# Task goal
Please return all lines of the data below containing the string "mouth".

Data excerpts
........
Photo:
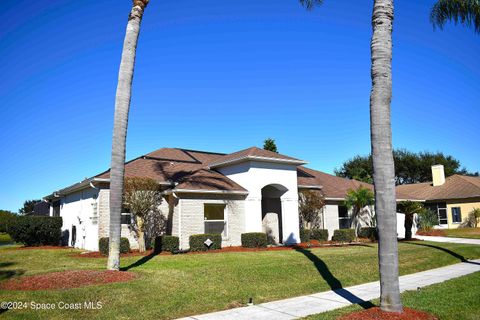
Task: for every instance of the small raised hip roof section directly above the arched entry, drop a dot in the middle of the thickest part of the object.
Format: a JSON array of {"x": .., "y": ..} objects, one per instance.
[{"x": 252, "y": 153}]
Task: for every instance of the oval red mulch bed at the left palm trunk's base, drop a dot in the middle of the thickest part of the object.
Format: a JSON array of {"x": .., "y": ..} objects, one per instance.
[{"x": 66, "y": 280}]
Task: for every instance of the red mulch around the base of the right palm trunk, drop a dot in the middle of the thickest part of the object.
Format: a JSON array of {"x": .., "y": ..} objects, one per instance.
[{"x": 377, "y": 314}]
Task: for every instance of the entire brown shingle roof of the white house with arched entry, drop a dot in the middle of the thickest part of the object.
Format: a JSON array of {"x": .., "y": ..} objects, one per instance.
[{"x": 185, "y": 170}]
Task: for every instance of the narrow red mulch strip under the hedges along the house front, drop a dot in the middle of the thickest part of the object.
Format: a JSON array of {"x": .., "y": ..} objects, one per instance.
[{"x": 303, "y": 245}]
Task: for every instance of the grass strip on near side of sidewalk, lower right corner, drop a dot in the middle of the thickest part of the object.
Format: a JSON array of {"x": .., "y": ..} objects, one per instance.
[{"x": 455, "y": 299}]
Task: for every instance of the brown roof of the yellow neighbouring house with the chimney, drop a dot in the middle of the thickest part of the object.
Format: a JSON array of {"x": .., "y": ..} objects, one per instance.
[{"x": 455, "y": 187}]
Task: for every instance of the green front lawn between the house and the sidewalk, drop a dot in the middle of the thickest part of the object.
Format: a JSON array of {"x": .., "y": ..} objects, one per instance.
[{"x": 174, "y": 286}]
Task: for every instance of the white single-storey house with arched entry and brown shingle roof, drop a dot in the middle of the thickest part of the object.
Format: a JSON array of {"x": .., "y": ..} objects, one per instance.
[{"x": 252, "y": 190}]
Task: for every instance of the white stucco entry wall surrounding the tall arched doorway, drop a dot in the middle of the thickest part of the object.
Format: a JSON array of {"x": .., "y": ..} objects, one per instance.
[{"x": 253, "y": 176}]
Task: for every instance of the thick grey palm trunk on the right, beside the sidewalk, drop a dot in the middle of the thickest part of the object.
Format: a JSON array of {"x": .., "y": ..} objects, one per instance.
[{"x": 383, "y": 166}]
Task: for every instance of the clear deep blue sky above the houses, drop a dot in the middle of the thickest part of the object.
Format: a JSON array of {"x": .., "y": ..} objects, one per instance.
[{"x": 222, "y": 76}]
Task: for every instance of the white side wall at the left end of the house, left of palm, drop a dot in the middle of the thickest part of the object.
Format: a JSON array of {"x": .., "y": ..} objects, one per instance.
[{"x": 80, "y": 209}]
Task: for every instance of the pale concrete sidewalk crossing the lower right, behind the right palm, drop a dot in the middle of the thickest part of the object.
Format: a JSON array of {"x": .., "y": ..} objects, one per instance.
[{"x": 303, "y": 306}]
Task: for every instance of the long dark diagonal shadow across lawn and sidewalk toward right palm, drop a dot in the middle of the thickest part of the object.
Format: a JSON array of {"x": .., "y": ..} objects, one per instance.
[{"x": 333, "y": 282}]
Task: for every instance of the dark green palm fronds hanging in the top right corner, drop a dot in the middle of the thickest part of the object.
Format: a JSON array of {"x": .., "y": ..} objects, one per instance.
[{"x": 466, "y": 12}]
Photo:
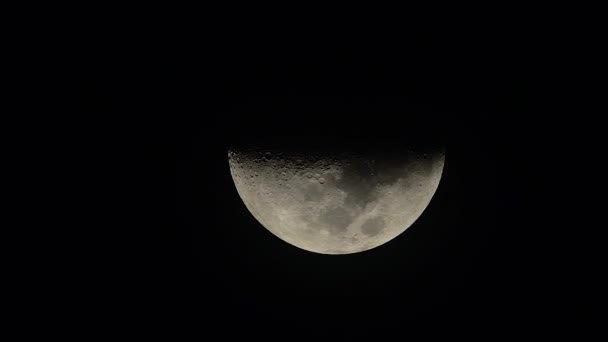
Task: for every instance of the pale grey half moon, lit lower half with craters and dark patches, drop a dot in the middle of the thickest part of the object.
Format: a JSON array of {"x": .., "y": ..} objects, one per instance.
[{"x": 335, "y": 203}]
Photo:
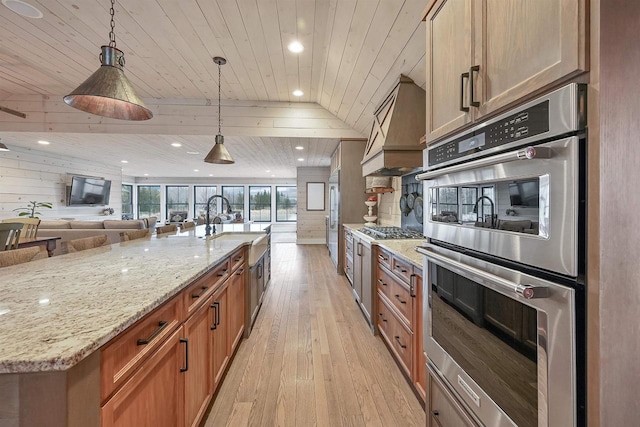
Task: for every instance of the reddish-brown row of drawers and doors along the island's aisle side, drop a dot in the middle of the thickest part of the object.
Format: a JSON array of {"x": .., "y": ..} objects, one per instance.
[{"x": 164, "y": 370}]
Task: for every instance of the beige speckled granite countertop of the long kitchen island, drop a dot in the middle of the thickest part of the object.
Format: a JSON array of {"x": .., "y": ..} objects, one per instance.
[{"x": 54, "y": 312}]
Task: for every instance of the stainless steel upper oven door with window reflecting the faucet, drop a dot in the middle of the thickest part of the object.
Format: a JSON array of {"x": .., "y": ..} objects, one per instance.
[{"x": 517, "y": 208}]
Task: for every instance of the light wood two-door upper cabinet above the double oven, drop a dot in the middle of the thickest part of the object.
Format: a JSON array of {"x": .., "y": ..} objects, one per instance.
[{"x": 485, "y": 55}]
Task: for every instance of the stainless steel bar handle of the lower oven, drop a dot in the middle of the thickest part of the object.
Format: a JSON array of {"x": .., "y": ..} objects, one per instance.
[{"x": 526, "y": 291}]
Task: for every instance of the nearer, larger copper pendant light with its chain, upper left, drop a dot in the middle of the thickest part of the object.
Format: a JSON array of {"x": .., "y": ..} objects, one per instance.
[{"x": 107, "y": 92}]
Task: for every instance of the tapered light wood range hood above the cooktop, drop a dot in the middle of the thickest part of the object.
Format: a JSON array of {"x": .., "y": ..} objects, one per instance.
[{"x": 394, "y": 148}]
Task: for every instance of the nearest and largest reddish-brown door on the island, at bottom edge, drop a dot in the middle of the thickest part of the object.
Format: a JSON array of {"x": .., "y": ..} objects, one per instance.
[{"x": 154, "y": 395}]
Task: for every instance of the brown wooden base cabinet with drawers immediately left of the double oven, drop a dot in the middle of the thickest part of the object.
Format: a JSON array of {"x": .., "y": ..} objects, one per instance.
[{"x": 399, "y": 314}]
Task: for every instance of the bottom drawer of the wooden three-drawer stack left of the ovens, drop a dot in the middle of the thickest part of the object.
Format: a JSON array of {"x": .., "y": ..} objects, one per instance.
[{"x": 398, "y": 337}]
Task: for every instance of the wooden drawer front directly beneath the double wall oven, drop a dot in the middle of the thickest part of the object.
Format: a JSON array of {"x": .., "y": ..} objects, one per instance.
[{"x": 444, "y": 410}]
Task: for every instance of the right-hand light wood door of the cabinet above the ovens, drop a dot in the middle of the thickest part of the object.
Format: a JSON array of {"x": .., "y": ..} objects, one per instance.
[{"x": 526, "y": 45}]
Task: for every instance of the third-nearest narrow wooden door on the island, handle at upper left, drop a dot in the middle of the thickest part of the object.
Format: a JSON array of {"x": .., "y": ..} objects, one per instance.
[{"x": 218, "y": 325}]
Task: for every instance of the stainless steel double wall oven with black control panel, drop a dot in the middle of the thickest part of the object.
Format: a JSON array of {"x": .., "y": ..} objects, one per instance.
[{"x": 505, "y": 262}]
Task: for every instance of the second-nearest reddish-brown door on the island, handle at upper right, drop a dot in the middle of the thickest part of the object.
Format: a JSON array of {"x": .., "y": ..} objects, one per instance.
[{"x": 198, "y": 378}]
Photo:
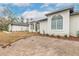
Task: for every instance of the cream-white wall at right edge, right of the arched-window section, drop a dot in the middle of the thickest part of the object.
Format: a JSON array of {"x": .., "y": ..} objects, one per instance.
[{"x": 74, "y": 25}]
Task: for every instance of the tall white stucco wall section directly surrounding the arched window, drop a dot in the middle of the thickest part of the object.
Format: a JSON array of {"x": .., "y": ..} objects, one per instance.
[{"x": 65, "y": 31}]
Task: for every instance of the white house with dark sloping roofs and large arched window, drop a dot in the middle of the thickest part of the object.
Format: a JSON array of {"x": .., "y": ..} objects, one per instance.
[{"x": 61, "y": 22}]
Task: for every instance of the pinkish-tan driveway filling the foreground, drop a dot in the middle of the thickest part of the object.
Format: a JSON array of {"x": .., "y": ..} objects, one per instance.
[{"x": 41, "y": 46}]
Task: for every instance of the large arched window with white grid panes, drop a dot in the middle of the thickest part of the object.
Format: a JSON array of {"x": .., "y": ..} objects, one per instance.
[{"x": 57, "y": 22}]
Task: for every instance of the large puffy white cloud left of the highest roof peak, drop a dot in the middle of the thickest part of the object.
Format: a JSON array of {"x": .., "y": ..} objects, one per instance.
[{"x": 34, "y": 14}]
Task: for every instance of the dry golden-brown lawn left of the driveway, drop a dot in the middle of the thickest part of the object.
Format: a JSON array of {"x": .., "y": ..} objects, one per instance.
[{"x": 6, "y": 38}]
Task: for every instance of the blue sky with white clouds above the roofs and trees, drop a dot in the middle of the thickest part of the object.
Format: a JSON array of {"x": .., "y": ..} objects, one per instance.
[{"x": 34, "y": 9}]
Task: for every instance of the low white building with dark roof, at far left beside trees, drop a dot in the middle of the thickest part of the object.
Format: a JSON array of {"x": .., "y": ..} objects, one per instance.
[{"x": 18, "y": 27}]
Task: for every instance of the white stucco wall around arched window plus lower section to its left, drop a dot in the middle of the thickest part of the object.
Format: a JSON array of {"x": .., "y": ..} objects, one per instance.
[{"x": 46, "y": 25}]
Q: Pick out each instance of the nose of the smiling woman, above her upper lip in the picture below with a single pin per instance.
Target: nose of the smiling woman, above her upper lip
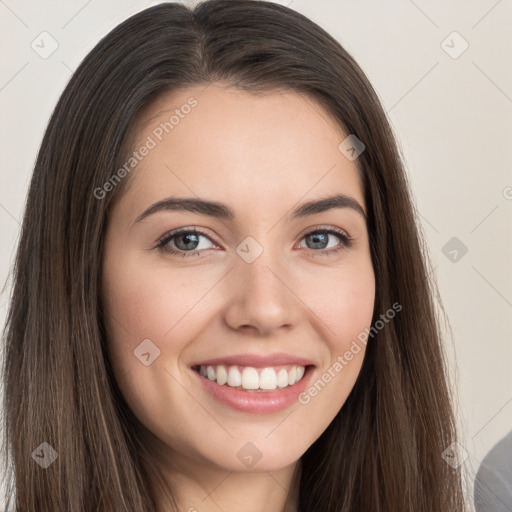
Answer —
(261, 297)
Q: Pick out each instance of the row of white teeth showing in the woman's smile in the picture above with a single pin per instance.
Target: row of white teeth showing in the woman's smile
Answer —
(252, 378)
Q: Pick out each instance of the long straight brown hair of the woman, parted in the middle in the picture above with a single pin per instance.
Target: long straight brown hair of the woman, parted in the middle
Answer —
(382, 452)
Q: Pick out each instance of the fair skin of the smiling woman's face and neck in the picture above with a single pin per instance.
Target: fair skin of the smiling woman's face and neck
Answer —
(262, 155)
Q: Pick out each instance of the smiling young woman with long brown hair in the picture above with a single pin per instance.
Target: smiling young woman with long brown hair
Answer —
(261, 372)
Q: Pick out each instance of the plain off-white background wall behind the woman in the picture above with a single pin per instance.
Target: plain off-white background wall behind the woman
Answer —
(452, 117)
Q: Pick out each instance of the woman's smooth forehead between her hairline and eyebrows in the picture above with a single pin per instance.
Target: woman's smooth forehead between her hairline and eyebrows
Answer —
(241, 148)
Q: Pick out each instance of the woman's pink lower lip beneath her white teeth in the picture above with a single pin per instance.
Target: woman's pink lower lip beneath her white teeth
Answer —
(257, 402)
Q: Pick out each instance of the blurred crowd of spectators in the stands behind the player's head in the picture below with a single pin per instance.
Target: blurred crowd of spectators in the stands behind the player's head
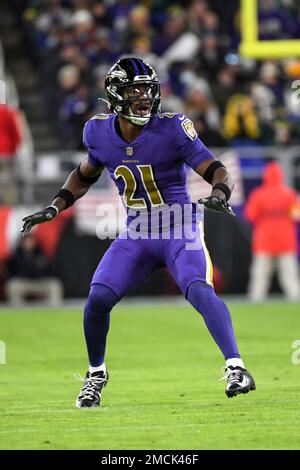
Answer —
(193, 45)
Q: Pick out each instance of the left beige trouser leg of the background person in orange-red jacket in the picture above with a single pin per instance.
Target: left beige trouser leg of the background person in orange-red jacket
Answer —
(260, 277)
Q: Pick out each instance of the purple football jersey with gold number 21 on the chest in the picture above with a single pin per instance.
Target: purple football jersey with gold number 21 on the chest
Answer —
(150, 171)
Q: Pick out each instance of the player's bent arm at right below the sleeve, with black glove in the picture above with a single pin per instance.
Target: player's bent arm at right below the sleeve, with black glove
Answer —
(215, 173)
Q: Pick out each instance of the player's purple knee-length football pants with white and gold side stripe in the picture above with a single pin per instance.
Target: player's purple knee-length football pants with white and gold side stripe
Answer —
(128, 263)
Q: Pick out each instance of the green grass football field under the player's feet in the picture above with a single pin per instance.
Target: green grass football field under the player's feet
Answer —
(164, 390)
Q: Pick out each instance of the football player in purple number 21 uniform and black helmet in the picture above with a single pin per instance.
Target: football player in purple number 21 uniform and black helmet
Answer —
(146, 154)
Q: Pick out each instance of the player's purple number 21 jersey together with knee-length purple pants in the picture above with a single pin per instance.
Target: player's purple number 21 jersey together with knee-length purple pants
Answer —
(150, 173)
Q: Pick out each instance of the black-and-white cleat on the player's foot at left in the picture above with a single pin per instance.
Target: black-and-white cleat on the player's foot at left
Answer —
(90, 394)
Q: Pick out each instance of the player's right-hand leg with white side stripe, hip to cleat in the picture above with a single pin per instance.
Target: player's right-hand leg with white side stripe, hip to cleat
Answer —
(192, 270)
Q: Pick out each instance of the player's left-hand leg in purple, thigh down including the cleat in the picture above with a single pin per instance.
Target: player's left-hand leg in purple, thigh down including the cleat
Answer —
(124, 265)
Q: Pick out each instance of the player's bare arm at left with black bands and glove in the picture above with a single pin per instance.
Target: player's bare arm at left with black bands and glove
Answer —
(76, 186)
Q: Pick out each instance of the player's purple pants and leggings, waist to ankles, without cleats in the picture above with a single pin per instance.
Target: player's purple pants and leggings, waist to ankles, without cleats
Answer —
(128, 263)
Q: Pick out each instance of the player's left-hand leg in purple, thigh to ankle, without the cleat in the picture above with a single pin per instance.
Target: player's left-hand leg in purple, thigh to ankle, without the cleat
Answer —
(125, 265)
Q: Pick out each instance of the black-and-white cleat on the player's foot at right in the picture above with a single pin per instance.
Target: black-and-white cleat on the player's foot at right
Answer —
(238, 381)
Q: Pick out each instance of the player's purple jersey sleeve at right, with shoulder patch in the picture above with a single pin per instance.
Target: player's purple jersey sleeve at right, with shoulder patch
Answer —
(192, 150)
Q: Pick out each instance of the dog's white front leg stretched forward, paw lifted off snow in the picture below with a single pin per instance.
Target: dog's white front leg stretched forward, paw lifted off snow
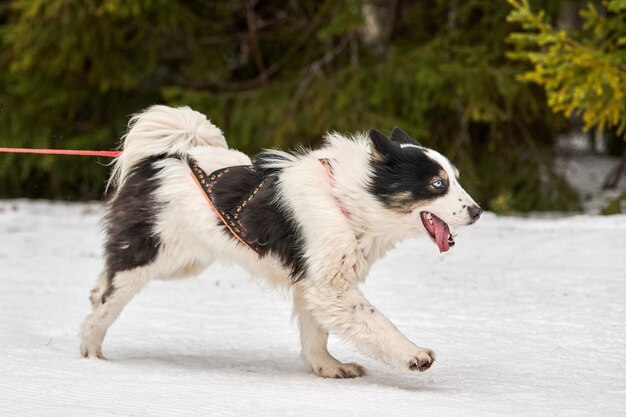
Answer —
(345, 311)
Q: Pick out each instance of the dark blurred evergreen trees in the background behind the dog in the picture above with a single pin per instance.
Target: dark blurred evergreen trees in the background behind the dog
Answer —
(274, 75)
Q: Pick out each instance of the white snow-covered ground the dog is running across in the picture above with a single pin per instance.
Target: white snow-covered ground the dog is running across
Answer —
(527, 316)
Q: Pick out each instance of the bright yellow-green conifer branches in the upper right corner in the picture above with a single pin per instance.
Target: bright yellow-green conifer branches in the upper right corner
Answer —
(585, 76)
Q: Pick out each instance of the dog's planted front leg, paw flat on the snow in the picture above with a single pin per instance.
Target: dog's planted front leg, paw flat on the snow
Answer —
(314, 341)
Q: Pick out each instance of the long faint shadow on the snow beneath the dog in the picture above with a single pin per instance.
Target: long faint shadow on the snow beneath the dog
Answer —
(273, 365)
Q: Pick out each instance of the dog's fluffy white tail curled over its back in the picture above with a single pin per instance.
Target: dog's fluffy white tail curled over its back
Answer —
(163, 130)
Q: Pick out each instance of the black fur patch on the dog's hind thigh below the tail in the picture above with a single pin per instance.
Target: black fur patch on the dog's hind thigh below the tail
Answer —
(129, 222)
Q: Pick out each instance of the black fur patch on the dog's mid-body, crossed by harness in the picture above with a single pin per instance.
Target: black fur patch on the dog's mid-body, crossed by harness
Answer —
(270, 227)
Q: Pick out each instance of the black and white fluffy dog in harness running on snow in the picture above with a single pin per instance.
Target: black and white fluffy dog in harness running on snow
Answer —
(313, 221)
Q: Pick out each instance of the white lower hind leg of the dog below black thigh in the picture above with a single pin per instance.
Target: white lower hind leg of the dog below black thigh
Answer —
(109, 299)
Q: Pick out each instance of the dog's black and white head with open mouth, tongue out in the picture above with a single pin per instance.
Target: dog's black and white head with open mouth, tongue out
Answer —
(420, 183)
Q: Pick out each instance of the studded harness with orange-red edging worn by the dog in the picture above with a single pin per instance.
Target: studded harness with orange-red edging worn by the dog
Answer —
(230, 214)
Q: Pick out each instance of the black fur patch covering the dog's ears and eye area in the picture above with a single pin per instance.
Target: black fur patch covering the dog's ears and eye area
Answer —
(402, 176)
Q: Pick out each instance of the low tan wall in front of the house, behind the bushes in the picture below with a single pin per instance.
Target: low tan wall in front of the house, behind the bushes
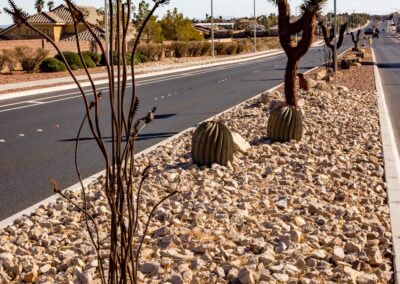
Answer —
(37, 43)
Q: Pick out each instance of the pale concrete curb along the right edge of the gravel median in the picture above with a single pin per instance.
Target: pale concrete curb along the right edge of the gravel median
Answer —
(392, 169)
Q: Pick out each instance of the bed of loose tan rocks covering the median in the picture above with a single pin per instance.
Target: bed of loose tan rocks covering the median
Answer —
(308, 212)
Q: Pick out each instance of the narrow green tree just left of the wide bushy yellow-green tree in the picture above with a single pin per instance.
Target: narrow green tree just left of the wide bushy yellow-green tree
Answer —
(152, 31)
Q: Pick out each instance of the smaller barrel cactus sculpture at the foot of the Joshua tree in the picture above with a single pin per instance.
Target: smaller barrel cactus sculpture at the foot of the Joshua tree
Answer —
(285, 124)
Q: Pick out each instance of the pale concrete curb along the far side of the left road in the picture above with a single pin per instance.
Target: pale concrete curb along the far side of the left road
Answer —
(28, 93)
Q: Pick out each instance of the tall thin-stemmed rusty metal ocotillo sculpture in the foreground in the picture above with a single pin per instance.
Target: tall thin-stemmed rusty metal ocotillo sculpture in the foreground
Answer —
(122, 188)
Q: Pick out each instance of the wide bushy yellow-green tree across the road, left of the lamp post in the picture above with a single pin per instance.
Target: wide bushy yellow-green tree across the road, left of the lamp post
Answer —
(177, 27)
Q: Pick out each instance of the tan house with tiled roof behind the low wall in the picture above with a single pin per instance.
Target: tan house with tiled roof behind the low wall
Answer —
(57, 24)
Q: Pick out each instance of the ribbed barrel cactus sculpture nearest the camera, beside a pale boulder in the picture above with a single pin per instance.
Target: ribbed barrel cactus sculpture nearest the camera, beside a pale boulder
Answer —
(212, 142)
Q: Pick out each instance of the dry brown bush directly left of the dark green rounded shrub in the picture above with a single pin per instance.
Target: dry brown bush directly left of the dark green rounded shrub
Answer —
(29, 58)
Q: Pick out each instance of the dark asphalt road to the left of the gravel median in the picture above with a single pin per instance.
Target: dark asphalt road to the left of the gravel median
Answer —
(37, 134)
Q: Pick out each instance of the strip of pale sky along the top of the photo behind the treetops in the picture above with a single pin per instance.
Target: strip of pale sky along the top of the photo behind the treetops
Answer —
(237, 8)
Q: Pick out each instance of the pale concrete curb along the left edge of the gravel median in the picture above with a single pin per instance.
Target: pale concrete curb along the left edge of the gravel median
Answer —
(77, 187)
........
# Result of the task
Q: Pick out each instance of the dog's black and white head with open mouth, tongue out in the picture above with a single pin per instance.
Target: dog's black and white head with open mouth, tongue out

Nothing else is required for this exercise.